(Trecho do documento):
-- -- --

O heterônimo de Fernando Pessoa volta a Portugal após uma temporada autoexilado no Brasil. Ela é instado a colocar de lado sua índole contemplativa e tomar partido dos eventos históricos de sua época.

Crítica

Diante de uma adaptação da literatura ao cinema, convém, talvez por prudência, quiçá por obrigação, refletir a respeito dos limites (se eles existirem) entre o concernente ao escritor e aquilo que diz respeito ao trabalho interpretativo do cineasta. Baseado no livro homônimo de José Saramago, O Ano da Morte de Ricardo Reis tem o pressuposto de tratar personagens e circunstâncias com uma solenidade reverente ao original, envelopando a celebração da palavra com a moldura plástica que, de certo modo, é vizinha da metalinguagem. O cineasta João Botelo remonta aos anos 1930 em Portugal, não tentando reconstituir a época orientado pela verossimilhança histórica. Nesse esforço de transposição, recorre referencialmente à forma como o cinema da década citada representava sua realidade, vide o clima alusivo à vertente noir. A belíssima fotografia de João Ribeiro, com um preto e branco bastante saturado e constantes halos ressaltando detalhes, ao ponto fomentar um bonito clima onírico, encabeça a construção estético-narrativa que vira um fundamento visual/dramático.

Para compreender profundamente o diálogo entre as obras (a original e a derivativa), seria necessário ter lido a primeira. Todavia, mesmo sem tal conhecimento prévio, é evidente que O Ano da Morte de Ricardo Reis se empenha em contemplar vários aspectos dessa literatura, especialmente a prosa poética de José Saramago, escritor afamado por prescindir de pontuação e condensar grandes reflexões em frases aparentemente displicentes. O cineasta João Botelho persegue e valoriza essa essência sintética, frequentemente orquestrando as cenas para que elas culminem na demonstração da faculdade luminar das sentenças oriundas do cotidiano do poeta. Ricardo Reis (Chico Diaz) é um dos quatro heterônimos – autor fictício, com personalidade e estilo singulares – de Fernando Pessoa (Luís Lima Barreto). Depois de passar mais de 15 anos do Brasil, ele retorna à chuvosa Portugal durante o auge do período salazarista, quando os militares regiam a nação sob os preceitos de um obscurantismo autoritário. O protagonista intenta passar ao largo da política, mas ela o alcança.

-- -- --

(Dados fornecidos):

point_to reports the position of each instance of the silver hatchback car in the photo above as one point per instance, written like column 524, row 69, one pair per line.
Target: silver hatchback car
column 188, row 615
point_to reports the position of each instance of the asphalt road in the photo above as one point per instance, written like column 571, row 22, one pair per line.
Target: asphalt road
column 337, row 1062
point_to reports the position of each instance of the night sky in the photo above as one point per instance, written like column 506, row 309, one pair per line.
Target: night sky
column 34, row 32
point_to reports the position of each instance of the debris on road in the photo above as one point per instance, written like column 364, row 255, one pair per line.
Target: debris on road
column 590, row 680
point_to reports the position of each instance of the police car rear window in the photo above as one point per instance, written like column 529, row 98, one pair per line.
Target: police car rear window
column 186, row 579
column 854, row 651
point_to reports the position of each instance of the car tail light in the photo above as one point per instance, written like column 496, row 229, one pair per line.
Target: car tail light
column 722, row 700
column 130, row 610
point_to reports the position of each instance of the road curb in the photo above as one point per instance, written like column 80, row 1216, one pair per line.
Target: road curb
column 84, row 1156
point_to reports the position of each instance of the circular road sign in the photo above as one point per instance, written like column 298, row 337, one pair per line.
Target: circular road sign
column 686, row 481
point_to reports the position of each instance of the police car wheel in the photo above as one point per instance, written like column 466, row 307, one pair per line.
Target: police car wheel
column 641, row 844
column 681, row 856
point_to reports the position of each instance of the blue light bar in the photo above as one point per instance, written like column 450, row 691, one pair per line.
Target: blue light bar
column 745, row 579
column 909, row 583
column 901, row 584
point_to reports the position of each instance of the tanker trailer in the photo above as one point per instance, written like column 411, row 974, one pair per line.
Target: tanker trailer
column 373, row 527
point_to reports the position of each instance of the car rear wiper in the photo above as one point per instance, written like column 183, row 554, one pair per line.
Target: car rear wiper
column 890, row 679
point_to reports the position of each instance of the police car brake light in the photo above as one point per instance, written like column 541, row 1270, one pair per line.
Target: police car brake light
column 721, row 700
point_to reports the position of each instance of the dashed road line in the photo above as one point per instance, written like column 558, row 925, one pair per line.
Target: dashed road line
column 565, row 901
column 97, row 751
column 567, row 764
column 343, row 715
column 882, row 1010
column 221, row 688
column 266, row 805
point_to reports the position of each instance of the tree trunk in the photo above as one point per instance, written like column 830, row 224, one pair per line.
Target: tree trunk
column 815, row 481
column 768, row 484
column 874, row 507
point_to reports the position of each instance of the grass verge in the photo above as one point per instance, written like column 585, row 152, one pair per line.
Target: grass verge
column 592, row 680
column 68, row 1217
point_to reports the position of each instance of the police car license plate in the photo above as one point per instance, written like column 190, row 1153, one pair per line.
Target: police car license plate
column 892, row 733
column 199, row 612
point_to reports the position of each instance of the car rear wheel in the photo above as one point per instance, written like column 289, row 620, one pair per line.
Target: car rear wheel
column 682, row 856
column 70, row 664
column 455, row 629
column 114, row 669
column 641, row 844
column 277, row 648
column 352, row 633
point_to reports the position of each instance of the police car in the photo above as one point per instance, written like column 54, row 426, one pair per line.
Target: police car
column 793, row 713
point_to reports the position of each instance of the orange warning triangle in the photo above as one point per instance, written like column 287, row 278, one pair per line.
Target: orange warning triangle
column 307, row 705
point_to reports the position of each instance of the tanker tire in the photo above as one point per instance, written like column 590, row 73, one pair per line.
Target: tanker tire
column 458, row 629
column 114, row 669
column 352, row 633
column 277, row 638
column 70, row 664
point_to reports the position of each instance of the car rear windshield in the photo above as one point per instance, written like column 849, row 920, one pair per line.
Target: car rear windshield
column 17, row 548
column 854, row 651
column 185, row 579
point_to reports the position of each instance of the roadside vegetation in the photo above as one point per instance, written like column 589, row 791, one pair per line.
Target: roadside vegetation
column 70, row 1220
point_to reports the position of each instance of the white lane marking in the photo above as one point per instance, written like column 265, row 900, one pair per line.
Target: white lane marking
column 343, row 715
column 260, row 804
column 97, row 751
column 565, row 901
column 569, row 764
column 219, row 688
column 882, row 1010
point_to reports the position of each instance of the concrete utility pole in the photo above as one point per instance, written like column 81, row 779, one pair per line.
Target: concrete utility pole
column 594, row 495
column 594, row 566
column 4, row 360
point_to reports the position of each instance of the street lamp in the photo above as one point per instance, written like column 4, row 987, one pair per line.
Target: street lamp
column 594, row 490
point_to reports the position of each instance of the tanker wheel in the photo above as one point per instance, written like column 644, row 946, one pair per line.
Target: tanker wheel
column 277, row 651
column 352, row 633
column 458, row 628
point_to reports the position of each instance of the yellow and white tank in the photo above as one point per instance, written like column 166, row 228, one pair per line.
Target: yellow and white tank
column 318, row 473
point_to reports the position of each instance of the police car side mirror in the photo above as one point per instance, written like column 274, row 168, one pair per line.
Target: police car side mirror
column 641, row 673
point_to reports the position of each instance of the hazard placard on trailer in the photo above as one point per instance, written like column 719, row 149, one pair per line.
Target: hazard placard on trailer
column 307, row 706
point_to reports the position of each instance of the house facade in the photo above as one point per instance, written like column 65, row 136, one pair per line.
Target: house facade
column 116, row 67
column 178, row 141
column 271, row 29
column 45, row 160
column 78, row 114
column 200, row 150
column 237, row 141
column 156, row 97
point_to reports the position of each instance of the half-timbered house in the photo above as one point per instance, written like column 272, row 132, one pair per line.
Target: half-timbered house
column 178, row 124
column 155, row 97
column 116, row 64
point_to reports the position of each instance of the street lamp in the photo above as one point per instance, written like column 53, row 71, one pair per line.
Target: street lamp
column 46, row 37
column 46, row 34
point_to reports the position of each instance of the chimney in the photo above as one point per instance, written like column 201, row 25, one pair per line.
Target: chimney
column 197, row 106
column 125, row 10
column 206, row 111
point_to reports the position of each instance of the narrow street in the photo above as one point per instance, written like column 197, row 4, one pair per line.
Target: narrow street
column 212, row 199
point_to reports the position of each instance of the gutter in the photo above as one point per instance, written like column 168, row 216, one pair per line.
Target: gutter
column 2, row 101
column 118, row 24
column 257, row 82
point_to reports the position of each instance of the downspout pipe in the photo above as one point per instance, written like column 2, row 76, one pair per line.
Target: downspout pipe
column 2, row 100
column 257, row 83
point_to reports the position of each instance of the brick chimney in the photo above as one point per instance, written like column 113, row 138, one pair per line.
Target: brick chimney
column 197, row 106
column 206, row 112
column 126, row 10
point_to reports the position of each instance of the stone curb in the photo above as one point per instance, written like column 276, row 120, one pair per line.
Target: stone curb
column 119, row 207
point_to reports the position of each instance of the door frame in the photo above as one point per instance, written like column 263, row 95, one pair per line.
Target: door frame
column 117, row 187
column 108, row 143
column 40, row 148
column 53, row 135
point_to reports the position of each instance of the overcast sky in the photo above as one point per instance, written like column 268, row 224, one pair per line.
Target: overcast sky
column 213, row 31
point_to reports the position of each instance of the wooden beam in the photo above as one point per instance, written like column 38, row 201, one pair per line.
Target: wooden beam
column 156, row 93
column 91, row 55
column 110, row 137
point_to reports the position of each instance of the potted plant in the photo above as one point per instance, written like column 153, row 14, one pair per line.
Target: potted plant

-- -- --

(Tarefa a cumprir):
Transcreva sem alterações a passagem da crítica sobre O Ano da Morte de Ricardo Reis entre “O heterônimo de” e “de sua época.”, inclusive.

(O resultado):
O heterônimo de Fernando Pessoa volta a Portugal após uma temporada autoexilado no Brasil. Ela é instado a colocar de lado sua índole contemplativa e tomar partido dos eventos históricos de sua época.